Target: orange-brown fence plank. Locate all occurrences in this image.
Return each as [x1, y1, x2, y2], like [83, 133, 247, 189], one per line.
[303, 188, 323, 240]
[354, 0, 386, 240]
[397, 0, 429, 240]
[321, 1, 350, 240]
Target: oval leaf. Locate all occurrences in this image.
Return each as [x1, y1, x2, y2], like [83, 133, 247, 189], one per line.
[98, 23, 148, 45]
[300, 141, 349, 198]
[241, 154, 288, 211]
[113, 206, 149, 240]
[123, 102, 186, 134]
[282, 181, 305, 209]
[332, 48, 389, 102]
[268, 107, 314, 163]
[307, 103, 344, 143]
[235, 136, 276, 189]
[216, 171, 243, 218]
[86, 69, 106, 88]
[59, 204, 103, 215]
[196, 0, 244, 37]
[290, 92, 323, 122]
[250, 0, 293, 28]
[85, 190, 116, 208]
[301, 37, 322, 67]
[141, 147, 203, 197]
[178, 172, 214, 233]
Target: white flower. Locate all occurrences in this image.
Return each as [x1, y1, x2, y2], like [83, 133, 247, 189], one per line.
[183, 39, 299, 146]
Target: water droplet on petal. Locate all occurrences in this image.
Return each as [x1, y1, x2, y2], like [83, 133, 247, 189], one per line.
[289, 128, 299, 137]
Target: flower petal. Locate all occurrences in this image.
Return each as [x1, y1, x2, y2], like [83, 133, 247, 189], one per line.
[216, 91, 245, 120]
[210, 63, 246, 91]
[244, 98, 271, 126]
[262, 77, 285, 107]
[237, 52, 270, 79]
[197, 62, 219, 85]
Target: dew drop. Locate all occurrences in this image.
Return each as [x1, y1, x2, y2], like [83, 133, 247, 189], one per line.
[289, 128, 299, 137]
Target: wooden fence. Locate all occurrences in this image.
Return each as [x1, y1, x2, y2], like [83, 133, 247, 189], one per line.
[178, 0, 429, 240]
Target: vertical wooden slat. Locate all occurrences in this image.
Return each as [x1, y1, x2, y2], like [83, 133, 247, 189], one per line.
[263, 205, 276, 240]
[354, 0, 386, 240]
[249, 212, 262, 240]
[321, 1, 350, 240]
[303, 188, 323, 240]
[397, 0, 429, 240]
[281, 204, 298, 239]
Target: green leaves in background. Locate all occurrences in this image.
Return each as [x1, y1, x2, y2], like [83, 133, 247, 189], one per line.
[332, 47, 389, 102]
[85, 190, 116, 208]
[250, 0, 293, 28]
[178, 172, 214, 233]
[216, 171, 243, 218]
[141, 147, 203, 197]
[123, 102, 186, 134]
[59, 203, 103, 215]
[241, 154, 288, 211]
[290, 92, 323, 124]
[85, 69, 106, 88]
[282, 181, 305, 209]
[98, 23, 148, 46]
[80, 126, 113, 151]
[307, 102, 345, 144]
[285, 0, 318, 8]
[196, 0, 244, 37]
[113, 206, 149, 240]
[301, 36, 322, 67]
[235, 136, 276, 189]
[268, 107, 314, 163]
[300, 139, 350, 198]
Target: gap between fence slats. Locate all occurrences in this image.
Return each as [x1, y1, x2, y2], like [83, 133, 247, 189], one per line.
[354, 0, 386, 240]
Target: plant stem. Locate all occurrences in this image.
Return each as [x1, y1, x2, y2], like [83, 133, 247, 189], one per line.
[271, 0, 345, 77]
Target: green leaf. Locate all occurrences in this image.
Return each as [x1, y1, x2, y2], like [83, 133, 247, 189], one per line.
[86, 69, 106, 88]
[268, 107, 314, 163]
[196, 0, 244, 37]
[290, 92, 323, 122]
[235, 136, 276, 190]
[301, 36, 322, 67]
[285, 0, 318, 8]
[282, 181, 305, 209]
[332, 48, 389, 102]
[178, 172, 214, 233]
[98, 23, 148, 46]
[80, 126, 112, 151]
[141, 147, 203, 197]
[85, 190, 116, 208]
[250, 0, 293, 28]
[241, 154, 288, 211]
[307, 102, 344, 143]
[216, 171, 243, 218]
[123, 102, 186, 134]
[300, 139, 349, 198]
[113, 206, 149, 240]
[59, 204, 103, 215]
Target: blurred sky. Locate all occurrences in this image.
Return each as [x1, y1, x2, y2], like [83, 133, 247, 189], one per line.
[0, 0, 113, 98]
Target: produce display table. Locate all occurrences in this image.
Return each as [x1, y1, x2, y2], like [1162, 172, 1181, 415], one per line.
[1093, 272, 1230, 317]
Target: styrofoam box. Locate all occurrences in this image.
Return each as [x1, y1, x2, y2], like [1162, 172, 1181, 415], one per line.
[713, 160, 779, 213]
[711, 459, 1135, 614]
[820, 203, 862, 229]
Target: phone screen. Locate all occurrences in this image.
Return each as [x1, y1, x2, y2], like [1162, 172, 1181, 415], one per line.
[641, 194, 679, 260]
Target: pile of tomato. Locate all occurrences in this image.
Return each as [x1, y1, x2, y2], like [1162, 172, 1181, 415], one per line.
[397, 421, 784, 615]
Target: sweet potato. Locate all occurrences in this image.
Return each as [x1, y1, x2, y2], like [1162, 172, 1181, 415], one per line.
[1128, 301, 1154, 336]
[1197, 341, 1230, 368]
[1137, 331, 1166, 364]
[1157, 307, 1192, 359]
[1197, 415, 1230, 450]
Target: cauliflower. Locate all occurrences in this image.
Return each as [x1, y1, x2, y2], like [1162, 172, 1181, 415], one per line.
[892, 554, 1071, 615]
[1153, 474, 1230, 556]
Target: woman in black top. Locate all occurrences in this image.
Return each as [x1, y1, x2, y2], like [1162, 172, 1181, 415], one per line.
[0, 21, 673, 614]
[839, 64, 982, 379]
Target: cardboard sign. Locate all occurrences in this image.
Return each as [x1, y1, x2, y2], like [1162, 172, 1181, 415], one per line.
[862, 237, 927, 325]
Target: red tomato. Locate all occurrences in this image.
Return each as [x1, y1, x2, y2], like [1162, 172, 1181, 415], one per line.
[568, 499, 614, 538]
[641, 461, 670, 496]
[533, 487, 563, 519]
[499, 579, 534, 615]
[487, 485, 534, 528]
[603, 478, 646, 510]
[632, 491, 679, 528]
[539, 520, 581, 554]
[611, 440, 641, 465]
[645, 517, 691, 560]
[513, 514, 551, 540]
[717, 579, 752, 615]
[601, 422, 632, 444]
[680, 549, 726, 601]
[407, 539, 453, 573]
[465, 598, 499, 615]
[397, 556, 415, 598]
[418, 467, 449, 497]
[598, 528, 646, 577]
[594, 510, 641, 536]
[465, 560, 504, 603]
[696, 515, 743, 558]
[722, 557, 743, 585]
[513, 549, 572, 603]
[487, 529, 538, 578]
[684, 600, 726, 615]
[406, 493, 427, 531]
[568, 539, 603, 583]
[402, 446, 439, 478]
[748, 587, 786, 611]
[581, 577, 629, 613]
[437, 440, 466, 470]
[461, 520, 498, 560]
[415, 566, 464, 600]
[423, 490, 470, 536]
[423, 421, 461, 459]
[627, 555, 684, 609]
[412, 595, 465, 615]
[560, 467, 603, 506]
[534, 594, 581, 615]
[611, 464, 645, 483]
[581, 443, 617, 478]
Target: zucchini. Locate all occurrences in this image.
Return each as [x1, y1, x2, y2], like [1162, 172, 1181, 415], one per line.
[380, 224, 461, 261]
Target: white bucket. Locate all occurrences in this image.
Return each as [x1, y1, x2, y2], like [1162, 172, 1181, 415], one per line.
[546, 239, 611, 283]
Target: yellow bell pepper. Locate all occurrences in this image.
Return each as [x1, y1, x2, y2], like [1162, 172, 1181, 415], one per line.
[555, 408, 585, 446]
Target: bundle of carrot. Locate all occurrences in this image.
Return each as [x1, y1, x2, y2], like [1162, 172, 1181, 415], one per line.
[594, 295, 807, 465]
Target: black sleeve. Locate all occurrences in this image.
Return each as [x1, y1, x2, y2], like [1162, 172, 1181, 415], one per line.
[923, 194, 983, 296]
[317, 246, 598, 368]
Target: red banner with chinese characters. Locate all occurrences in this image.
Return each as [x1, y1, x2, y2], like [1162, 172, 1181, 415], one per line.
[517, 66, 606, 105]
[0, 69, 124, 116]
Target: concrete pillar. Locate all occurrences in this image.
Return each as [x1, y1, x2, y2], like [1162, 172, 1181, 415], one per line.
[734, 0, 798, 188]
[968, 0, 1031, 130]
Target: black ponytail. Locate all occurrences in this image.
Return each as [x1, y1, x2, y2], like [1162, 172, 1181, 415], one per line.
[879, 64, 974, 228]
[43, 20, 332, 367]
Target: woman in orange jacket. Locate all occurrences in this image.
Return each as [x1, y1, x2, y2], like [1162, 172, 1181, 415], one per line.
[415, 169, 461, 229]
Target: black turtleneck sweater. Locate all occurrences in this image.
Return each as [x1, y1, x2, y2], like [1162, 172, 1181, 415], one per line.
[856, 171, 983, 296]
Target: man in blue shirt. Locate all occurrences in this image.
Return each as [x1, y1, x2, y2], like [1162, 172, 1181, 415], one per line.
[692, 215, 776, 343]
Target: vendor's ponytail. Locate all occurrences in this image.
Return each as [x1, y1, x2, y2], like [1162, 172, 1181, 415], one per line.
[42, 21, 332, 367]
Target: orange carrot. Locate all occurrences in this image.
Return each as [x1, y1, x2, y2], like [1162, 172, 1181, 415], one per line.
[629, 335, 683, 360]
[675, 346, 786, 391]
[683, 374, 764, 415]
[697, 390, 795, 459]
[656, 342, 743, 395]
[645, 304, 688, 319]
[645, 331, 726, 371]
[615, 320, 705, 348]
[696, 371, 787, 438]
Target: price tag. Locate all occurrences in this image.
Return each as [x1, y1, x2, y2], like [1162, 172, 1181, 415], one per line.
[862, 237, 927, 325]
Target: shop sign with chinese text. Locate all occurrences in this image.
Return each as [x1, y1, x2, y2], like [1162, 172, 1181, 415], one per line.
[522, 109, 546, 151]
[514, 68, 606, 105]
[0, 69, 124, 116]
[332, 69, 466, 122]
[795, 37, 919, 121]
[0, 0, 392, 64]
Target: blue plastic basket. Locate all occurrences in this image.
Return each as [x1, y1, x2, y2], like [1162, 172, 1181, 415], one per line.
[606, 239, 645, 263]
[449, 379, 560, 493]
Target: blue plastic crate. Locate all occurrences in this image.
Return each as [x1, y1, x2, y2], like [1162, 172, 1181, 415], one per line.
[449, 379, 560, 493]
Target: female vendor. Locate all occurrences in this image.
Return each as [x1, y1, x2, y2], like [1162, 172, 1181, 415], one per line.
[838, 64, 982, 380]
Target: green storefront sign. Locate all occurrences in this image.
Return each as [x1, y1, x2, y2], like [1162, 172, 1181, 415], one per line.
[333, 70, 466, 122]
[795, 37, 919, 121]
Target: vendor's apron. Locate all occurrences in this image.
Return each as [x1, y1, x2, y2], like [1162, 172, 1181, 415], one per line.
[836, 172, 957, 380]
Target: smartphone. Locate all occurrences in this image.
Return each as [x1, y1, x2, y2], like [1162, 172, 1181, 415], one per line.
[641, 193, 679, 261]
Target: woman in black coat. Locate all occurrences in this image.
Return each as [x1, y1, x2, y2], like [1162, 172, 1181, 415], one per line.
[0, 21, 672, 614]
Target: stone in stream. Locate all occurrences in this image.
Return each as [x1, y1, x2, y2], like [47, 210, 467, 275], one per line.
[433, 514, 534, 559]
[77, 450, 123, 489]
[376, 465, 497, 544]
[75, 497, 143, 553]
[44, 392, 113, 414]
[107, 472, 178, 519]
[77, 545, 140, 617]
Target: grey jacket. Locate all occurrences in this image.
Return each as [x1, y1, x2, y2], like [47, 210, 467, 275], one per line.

= = = =

**Work to complete**
Please rewrite the lines of the records between the line holding "Target: flower petal." and the line holding "[197, 62, 219, 85]", inclusive, as a Markdown table with the columns Row and Line, leaving out any blank lines.

**In response**
| Row | Line |
|---|---|
| 1 | Target: flower petal. Locate all occurrences in this image. |
| 2 | Return each as [x1, y1, x2, y2], like [83, 133, 247, 189], one per line. |
| 3 | [216, 91, 245, 120] |
| 4 | [210, 63, 246, 91] |
| 5 | [244, 98, 271, 126] |
| 6 | [262, 77, 285, 107] |
| 7 | [237, 52, 270, 79] |
| 8 | [197, 62, 219, 85] |